╭─ Given data

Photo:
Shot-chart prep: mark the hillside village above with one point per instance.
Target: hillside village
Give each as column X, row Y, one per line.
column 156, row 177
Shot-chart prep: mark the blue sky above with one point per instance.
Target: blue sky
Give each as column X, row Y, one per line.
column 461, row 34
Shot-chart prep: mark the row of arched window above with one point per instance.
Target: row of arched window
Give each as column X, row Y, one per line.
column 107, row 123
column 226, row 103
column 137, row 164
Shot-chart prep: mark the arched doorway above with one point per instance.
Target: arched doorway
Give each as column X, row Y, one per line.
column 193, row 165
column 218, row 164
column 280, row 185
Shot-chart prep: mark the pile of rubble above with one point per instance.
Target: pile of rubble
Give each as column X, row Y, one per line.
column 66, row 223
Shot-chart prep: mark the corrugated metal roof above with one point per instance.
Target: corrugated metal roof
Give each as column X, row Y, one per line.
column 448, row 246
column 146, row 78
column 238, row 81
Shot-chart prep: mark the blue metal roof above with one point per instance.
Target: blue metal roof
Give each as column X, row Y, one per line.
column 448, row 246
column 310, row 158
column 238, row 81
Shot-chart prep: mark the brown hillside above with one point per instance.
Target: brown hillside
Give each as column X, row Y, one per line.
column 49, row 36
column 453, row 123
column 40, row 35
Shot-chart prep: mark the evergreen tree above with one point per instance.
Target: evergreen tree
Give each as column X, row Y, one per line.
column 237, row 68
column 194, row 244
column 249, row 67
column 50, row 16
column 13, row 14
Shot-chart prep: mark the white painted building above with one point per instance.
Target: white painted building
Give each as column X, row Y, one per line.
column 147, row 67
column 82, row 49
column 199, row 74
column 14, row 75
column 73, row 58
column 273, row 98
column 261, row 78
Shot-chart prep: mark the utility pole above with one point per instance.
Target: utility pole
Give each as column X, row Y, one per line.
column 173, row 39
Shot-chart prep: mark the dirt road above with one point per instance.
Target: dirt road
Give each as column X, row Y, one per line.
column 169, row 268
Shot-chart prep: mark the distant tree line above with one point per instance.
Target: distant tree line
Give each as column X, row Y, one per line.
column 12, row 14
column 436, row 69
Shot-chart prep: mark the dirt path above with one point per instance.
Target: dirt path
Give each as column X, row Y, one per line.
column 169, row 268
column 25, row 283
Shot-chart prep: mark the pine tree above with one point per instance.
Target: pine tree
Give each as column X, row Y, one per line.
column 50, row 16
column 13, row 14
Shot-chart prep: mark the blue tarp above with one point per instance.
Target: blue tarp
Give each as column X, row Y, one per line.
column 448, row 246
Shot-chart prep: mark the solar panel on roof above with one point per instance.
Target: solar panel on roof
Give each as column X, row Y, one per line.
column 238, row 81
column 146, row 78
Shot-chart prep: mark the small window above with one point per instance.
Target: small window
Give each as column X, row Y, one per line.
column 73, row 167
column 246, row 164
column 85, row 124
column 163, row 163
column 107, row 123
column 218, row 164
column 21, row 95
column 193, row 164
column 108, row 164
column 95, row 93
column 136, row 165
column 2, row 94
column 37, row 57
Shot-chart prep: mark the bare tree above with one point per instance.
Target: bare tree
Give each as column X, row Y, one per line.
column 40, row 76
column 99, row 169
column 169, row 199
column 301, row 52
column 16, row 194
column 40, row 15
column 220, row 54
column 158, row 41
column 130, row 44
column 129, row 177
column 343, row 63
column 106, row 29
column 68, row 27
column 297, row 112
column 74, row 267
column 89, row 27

╰─

Echo the lines of the data above verbatim, from the line with "Shot-chart prep: mark the arched" up to and including the line with "column 40, row 35".

Shot-chart prep: mark the arched doorway above with one point per instance.
Target: arched doorway
Give each as column X, row Y, one per line.
column 193, row 165
column 218, row 164
column 280, row 185
Shot-chart prep: mark the pile of rubble above with one point per instance.
Target: pile of rubble
Give each as column X, row Y, one per line.
column 66, row 223
Shot-chart prep: mark the corrugated metal roof above with one point per instance.
Target: corrugated metal roof
Give each as column X, row Y, one per line.
column 448, row 246
column 146, row 78
column 238, row 81
Shot-chart prep: mark the blue metal roof above with one point per instance.
Target: blue metal roof
Give each as column X, row Y, one per line.
column 448, row 246
column 310, row 158
column 238, row 81
Shot-chart prep: mark the brown hillside above with one point per instance.
Target: brown hillside
Give each as column X, row Y, one per line.
column 49, row 36
column 453, row 123
column 40, row 35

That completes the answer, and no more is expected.